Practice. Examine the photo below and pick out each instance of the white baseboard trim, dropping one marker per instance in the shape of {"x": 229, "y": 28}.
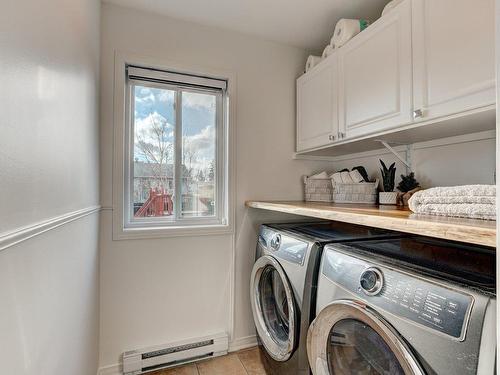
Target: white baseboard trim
-*-
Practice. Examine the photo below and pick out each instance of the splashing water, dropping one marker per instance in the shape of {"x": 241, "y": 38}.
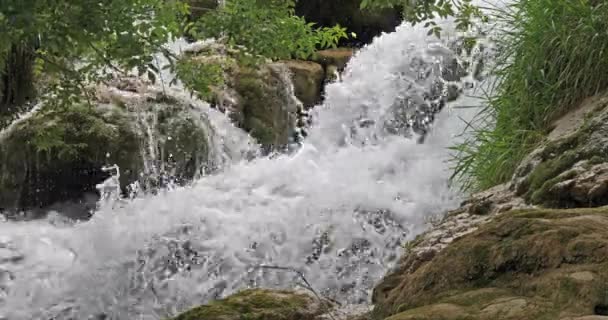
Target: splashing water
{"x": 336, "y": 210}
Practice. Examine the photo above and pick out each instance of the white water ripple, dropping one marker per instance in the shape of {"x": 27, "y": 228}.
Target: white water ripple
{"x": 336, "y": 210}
-*-
◆ **WORK REQUIRED**: Exercise for the records above: copy only the lines from the one with "the white baseboard" to the one with "Target: white baseboard trim", both ends kept, and drop the pictures.

◆ **COMPLETED TASK**:
Practice. Examine the photo below and pick out each instance of the white baseboard trim, dropping one marker per instance in the shape of {"x": 229, "y": 28}.
Target: white baseboard trim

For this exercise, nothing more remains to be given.